Text passage:
Tips for going whale watching

I had the opportunity Wednesday to go on the Star of Honolulu’s whale watching cruise. While on the boat, I noticed that many people were whale watching for the first time and weren’t adequately prepared. So here are three tips to consider before taking your first cruise.

Seasickness

Unfortunately, there is no real way to know if you’re prone to getting seasick until you actually go out on a boat. But you can prepare yourself. Dramamine and Bonine are two over-the-counter, anti-motion sickness medications you can take, but they tend to cause drowsiness, so make sure you get the non-drowsy kind. I prefer to stop by a crack seed shop and pick up some ginger. Crystallized, pickled, dried, li hing mui… it doesn’t really matter; they’ll all work, and they’ll make a good snack while on the cruise.

To avoid getting seasick, remember not to focus on a single point for too long, including the horizon. Keeping an eye on it helps you stay oriented, but staring at it for too long could trigger seasickness. Fortunately, with whale watching, you’re constantly scanning the horizon looking for breaching whales, so you never focus on a single point for too long.

Get a camera strap

I nearly had a heart attack when I saw that the woman standing next to me on the cruise didn’t have a camera strap. She held her camera over the side of the ship to get a closer shot of whatever whale was on the surface. My stomach stirred every time she reached over the side. Luckily, she didn’t lose her camera. But I would suggest you protect your investment, and make sure your camera is on a strap.

Records drawn from a dataset:
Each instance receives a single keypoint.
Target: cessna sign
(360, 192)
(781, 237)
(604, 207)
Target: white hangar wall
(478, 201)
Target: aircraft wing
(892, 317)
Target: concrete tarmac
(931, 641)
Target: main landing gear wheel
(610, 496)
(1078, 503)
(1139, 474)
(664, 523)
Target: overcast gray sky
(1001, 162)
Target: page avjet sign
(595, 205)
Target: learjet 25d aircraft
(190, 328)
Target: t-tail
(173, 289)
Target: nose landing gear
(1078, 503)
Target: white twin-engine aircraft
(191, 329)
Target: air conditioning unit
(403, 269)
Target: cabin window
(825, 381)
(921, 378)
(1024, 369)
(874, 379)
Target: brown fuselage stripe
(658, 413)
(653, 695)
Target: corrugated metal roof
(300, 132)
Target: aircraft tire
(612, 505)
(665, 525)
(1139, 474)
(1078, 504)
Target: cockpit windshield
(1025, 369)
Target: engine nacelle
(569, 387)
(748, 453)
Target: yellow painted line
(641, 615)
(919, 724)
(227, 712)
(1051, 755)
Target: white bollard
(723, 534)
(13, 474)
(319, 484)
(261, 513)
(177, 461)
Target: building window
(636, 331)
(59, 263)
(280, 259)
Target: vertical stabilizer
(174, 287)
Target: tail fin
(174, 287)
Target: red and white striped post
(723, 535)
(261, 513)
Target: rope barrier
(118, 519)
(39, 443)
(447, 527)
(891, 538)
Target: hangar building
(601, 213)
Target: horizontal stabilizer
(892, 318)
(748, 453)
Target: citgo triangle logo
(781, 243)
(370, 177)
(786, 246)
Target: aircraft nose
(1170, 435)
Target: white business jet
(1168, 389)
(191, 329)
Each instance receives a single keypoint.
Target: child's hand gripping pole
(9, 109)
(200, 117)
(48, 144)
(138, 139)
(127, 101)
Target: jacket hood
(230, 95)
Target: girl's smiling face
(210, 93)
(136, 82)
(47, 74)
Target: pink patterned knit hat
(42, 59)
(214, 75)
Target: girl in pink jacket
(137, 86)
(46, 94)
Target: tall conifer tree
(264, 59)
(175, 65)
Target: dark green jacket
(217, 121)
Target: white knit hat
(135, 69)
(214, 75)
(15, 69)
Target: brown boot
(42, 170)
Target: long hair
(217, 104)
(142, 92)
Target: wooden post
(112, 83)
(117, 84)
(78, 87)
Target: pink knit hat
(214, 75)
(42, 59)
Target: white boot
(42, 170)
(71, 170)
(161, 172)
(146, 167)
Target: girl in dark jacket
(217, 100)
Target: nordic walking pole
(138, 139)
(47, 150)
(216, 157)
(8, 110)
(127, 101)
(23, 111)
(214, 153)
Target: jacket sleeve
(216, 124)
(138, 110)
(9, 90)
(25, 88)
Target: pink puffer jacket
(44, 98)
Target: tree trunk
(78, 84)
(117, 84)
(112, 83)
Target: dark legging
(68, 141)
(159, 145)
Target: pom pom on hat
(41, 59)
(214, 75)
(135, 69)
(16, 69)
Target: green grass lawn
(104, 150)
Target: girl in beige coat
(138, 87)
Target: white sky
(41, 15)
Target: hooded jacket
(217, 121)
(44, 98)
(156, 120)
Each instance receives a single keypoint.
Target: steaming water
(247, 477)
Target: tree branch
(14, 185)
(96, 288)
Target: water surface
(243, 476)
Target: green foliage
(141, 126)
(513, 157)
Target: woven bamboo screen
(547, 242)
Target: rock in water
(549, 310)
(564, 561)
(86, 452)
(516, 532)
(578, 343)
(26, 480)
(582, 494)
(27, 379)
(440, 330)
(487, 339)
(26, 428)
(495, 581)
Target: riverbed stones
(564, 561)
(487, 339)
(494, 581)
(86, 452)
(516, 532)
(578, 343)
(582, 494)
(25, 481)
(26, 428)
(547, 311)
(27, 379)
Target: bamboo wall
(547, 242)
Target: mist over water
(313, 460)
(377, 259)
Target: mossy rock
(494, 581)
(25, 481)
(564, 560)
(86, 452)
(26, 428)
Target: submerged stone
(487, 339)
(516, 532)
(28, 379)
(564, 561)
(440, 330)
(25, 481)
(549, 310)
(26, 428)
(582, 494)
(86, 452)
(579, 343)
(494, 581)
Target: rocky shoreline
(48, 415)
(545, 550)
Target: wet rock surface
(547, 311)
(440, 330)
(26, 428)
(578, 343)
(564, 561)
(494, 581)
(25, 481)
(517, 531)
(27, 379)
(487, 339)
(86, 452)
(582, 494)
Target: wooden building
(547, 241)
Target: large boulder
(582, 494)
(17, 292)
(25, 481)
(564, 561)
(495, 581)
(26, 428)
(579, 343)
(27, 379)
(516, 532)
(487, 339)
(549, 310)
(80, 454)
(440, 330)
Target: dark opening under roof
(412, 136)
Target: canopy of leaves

What you will do:
(a) In the whale watching tips, rewrite the paragraph that begins "To avoid getting seasick" more briefly, keeping its main facts.
(b) Duplicate the part of the whale watching tips starting at "I nearly had" and ending at "on a strap.".
(c) Continue the whale watching tips from the last sentence shown.

Results for the exercise:
(a) To avoid seasickness, don't focus on any single point for too long, the horizon included. Watching the horizon keeps you oriented, but staring at it can trigger seasickness. Whale watching helps because you keep scanning the horizon for breaching whales.

(b)
I nearly had a heart attack when I saw that the woman standing next to me on the cruise didn’t have a camera strap. She held her camera over the side of the ship to get a closer shot of whatever whale was on the surface. My stomach stirred every time she reached over the side. Luckily, she didn’t lose her camera. But I would suggest you protect your investment, and make sure your camera is on a strap.

(c)
I had rented a 70-200 lens and my Nikon D300s cost me $1,200, so I wasn’t about to take any chances. I had my camera on a tripod, and that tripod was lashed to the railing. I also had looped my camera strap through the railing just in case.

Positioning

Unless the ship has a crow’s nest, you won’t be able to get a 360-degree view. Your best bet is to stake out a corner on the observation deck, so you’ll have two sides of the ship covered. And once there, stay there! If you hear someone shout that there are whales on the other side of the ship, resist the urge to run over because chances are, the whales will be gone by the time you get there. There were several occasions during the cruise when people would run to the other side of the ship and a whale would come up for air on the side they were just on. You’ve got a prime location. Be patient, and you’ll be rewarded.

One thing to keep in mind is that, unfortunately, there’s no guarantee you’ll see a breaching whale. For the most part, the cruise will consist of long stretches of scanning the horizon interspersed with a a few sprays. And if you’re in the right spot, a shot of a whale flute as it dives. Despite this, keep alert for the moment when a whale feels like showing off and you get that breaching shot.